TASK ITEM: Please transcribe the article on red eyes in Springer Spaniels word for word, from "Our eyes are" up to and including "you can expect.".

EXTRACT:
────────────────
Our eyes are one of the most essential organs in our body, as they help us hunt, protect us from danger and gain information throughout the many millenniums of human existence. The same is true for your Springer Spaniel. Your dog’s eyes should not be red, and if they are, they should not be left untreated.
Your Springer Spaniel may have red eyes due to uveitis, conjunctivitis, a foreign body, or even dry eye. Red eyes can be indicative of a severe disease or something a lot less sinister. If your dog has red eyes, the best option is always to have them seen by their veterinarian.
In this article, we’ll discuss each possible cause for your Springer Spaniel’s red eyes, the symptoms to look out for, and what kind of treatments you can expect.
Uveitis is inflammation in the structures that make up the uvea in your dog’s eye. The most common type of uveitis, called anterior uveitis, is usually not dangerous and should go away on its own if their symptoms aren’t severe.
Trauma can cause uveitis, as well as the leaking of proteins from a damaged lens, resulting in cataracts. Cancers in the eye can also be a cause.
Both of these are severe causes and need medical care immediately.
Unfortunately, the cause for anterior uveitis is typically not known, and it can occur even if your dog is very healthy. If uveitis reoccurs, it could result from an underlying illness such as an infection, metabolic disease, or an autoimmune disorder.
Symptoms of Uveitis
If your Springer Spaniel has red eyes and shows any of these symptoms listed below, they may have uveitis.
- A lot of tears coming out of the eyes
- Shutting the eye
- Staying away from light
How to Treat Uveitis
Whether your Springer Spaniel has severe or mild symptoms of uveitis, it is essential to take them to the veterinarian. They need to examine your dog and perform the necessary tests to diagnose uveitis.
────────────────
DATA:
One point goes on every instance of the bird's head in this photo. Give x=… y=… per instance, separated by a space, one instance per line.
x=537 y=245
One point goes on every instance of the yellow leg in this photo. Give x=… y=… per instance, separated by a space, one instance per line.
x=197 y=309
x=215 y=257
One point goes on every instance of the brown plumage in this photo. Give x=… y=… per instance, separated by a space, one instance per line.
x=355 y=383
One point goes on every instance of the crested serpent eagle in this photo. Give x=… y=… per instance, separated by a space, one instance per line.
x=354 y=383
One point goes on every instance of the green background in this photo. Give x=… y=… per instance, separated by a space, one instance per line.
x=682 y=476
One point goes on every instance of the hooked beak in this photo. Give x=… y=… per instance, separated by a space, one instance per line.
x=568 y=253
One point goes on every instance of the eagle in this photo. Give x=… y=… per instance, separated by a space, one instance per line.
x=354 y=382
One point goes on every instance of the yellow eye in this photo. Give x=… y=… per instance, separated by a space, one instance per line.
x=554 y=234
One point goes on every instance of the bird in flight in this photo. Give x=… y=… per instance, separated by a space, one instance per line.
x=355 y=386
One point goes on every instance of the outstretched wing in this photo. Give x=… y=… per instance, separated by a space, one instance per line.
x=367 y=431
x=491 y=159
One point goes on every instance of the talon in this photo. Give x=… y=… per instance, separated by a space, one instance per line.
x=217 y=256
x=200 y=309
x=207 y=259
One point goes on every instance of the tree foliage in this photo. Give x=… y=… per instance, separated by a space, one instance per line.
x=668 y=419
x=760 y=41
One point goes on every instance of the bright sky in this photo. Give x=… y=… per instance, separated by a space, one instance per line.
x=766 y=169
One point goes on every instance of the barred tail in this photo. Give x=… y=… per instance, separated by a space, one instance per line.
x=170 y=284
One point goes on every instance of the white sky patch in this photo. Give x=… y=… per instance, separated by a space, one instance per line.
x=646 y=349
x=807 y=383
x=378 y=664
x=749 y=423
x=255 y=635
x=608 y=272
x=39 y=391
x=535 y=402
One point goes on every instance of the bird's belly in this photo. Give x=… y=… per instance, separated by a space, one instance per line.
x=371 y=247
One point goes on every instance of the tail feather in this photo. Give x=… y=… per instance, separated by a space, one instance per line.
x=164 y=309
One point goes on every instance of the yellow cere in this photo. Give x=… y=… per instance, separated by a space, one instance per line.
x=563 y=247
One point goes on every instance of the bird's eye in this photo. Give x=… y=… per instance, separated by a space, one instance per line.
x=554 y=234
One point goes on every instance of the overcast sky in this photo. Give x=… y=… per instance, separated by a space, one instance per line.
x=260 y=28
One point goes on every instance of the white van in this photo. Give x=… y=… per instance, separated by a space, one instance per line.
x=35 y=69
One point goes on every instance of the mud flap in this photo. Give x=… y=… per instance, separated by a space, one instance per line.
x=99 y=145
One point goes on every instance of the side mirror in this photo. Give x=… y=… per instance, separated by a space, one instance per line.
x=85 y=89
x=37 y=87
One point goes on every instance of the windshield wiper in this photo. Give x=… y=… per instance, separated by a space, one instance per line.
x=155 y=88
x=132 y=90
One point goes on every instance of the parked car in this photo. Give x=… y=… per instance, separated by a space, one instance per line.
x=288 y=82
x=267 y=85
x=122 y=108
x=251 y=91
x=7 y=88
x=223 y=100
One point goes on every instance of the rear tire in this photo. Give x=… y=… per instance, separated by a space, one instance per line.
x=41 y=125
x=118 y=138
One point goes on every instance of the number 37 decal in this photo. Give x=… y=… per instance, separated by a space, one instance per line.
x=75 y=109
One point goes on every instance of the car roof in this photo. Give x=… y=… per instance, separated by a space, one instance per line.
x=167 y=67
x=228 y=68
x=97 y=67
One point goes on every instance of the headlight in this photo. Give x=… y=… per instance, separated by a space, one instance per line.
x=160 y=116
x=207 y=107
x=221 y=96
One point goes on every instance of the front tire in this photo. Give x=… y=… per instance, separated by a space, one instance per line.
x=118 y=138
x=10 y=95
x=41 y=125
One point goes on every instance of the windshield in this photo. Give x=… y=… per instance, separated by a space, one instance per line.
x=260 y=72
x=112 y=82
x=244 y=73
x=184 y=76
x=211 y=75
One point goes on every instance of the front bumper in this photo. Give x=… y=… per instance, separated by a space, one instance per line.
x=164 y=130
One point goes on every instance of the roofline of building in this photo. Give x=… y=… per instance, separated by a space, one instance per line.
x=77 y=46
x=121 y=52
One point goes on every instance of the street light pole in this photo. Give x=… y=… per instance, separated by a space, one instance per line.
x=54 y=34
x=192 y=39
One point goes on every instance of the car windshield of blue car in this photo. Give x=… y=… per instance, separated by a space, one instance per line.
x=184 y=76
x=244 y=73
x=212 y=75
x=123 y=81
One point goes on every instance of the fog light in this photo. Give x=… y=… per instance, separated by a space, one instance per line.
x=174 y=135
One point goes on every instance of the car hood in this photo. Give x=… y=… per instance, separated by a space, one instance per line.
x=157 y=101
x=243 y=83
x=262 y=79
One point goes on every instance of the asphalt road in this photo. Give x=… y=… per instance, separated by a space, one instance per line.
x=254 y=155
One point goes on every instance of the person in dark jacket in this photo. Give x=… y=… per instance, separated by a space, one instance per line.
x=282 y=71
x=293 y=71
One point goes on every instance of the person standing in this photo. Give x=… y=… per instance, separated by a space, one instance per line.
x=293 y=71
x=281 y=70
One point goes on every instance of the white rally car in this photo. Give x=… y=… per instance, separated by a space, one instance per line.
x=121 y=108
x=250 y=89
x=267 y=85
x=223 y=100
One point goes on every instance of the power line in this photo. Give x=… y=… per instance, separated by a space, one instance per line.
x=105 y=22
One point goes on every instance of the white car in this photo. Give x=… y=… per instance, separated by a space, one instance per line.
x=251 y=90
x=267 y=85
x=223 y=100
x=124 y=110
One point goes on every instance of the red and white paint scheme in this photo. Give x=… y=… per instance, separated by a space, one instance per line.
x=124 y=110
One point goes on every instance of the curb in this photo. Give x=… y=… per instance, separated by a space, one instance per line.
────────────────
EXERCISE OUTPUT:
Our eyes are one of the most essential organs in our body, as they help us hunt, protect us from danger and gain information throughout the many millenniums of human existence. The same is true for your Springer Spaniel. Your dog’s eyes should not be red, and if they are, they should not be left untreated.
Your Springer Spaniel may have red eyes due to uveitis, conjunctivitis, a foreign body, or even dry eye. Red eyes can be indicative of a severe disease or something a lot less sinister. If your dog has red eyes, the best option is always to have them seen by their veterinarian.
In this article, we’ll discuss each possible cause for your Springer Spaniel’s red eyes, the symptoms to look out for, and what kind of treatments you can expect.